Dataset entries
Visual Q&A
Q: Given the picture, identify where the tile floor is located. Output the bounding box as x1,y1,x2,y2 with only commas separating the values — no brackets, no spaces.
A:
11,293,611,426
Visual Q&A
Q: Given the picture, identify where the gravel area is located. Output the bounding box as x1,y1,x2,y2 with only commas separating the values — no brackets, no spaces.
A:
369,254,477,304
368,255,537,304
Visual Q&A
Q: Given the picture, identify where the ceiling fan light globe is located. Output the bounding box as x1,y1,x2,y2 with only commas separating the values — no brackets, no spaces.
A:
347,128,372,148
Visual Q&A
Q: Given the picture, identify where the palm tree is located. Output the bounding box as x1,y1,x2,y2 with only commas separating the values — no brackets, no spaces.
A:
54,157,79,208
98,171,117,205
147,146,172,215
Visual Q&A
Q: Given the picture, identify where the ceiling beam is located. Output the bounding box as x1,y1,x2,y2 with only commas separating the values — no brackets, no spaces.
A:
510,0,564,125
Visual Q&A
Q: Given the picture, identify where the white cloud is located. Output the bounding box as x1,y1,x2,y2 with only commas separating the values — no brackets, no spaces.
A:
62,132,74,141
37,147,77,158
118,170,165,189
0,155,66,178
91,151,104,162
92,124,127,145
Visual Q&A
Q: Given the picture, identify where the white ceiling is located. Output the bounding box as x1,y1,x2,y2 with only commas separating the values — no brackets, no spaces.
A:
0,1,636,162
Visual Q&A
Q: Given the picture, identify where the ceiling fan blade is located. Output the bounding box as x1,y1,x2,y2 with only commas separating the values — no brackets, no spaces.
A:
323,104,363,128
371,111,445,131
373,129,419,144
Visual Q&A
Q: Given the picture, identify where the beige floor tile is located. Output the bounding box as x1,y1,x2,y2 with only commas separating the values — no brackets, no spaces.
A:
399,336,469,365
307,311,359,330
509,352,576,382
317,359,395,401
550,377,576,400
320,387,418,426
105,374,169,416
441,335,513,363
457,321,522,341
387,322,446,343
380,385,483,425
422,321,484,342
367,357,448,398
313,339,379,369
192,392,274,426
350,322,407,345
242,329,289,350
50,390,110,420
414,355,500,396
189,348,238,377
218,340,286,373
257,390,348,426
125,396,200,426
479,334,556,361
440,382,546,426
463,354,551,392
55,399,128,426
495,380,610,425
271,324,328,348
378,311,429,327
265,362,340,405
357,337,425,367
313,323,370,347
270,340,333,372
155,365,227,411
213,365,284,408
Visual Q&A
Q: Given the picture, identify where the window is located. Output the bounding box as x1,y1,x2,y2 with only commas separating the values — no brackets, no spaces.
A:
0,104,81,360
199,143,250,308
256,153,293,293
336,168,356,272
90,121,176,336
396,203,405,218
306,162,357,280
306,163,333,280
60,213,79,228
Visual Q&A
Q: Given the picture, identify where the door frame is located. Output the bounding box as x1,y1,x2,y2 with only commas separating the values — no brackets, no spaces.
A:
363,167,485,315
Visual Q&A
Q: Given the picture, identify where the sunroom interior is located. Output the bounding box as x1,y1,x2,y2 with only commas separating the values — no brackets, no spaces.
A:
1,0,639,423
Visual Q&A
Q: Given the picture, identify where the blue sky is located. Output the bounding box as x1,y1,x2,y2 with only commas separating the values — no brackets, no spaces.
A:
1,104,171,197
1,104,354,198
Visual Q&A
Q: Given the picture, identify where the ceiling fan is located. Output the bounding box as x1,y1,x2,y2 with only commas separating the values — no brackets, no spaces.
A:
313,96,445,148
==
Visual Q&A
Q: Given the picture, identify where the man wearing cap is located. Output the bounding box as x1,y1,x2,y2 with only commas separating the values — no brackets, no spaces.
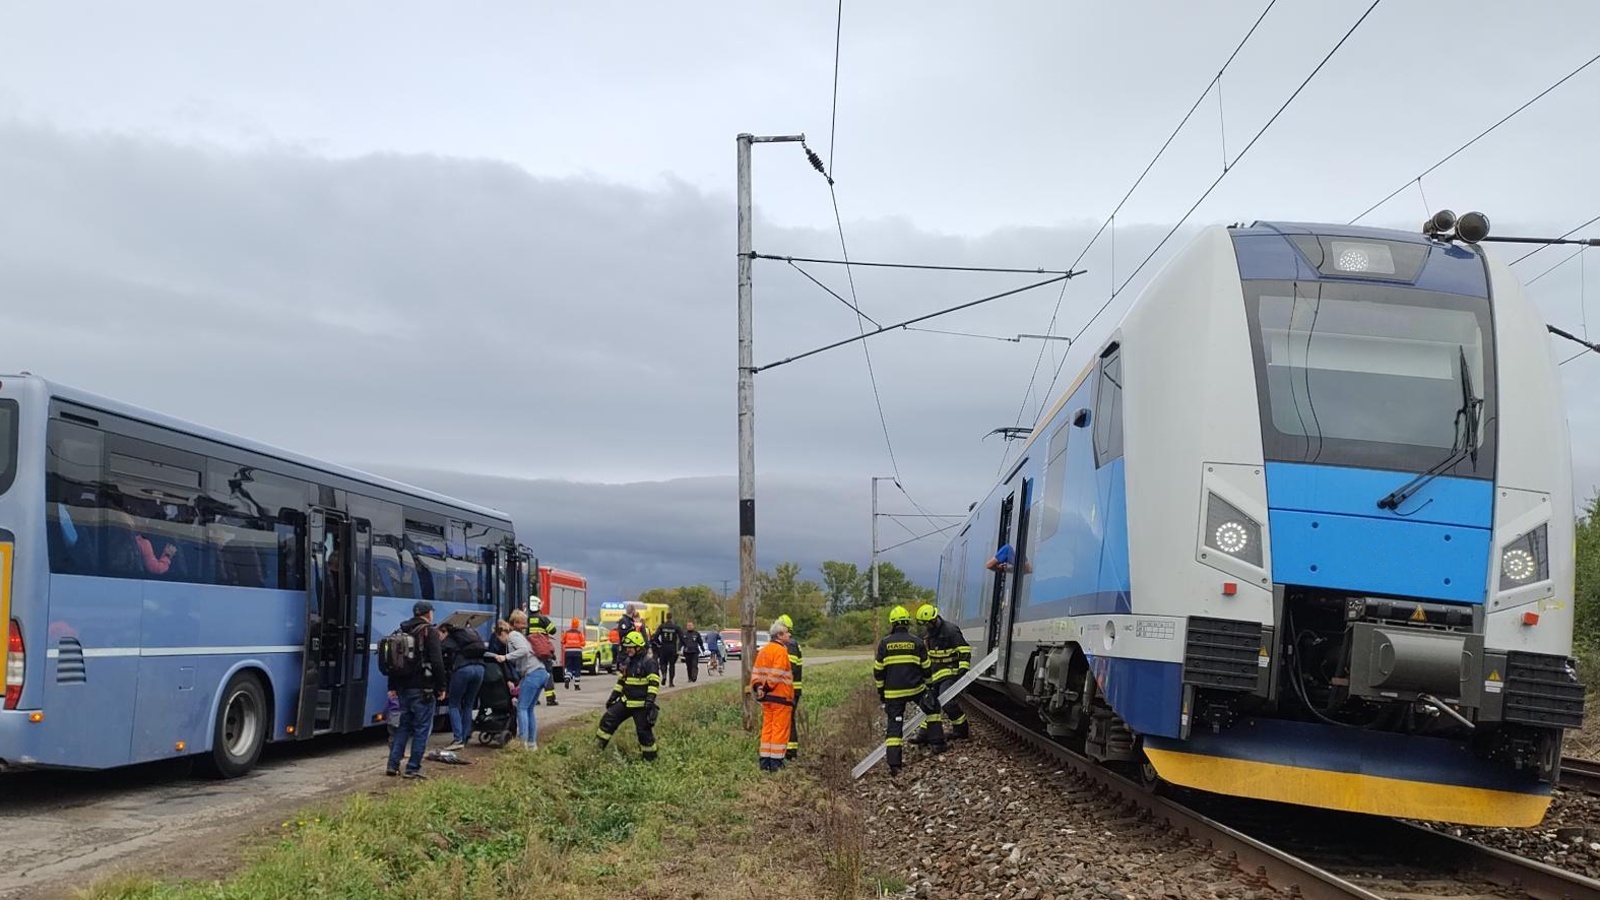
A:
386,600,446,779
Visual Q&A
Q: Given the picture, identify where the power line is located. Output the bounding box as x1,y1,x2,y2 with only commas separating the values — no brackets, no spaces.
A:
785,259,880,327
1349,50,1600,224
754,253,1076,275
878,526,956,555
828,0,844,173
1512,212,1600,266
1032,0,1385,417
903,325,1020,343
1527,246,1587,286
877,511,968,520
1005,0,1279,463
...
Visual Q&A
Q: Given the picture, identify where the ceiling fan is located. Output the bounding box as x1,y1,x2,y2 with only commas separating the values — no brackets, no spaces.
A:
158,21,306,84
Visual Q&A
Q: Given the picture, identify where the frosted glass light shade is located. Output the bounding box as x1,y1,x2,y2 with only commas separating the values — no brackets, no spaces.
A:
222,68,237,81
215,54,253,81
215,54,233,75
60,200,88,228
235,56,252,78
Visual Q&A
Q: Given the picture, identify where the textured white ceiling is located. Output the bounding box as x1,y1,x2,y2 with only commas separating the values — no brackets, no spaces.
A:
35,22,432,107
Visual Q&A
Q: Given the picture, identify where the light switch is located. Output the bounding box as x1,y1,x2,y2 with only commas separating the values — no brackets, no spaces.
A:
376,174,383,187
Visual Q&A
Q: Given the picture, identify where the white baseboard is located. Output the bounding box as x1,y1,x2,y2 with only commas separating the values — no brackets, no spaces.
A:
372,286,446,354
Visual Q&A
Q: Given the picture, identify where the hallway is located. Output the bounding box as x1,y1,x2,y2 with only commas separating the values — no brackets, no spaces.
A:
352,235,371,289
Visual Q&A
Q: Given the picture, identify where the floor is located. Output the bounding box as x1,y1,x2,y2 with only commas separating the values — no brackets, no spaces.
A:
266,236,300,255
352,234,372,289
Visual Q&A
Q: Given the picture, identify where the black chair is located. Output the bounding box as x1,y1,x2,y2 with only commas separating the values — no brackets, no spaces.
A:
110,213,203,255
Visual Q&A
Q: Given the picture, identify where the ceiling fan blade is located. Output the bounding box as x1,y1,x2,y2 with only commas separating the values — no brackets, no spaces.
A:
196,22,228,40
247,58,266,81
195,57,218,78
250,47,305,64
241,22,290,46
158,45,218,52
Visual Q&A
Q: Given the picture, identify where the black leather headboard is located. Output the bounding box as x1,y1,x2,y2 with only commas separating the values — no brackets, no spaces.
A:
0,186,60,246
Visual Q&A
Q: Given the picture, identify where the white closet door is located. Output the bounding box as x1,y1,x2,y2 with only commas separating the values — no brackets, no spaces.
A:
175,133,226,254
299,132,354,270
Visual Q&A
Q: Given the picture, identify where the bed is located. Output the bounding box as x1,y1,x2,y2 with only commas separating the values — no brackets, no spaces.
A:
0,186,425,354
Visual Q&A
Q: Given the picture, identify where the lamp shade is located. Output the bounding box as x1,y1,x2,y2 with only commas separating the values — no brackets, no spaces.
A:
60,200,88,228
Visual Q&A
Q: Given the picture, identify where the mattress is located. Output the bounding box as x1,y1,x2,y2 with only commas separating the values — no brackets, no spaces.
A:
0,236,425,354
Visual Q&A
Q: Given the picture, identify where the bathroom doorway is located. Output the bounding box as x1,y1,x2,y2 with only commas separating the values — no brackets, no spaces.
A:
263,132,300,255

* **EXERCISE DETAILS**
Search the entries for the word "floor" and gather every line where it appears.

* **YOUR SOLUTION**
Q: Given the picture, identify where the tile floor is located. Output the bounding box as x1,y1,x2,y2 with only commas separating the values — no brackets, no spaces.
Q: Given the picture, identify where the beige floor tile is located. Output the bounding box as x1,y1,x2,y2 with only commas separating the values — no brackets, no spaces.
Q: Given the picture, identify where the floor is located. Output the bounding box as x1,y1,x2,y2 with only commas separating the values — no brackets, no spaces.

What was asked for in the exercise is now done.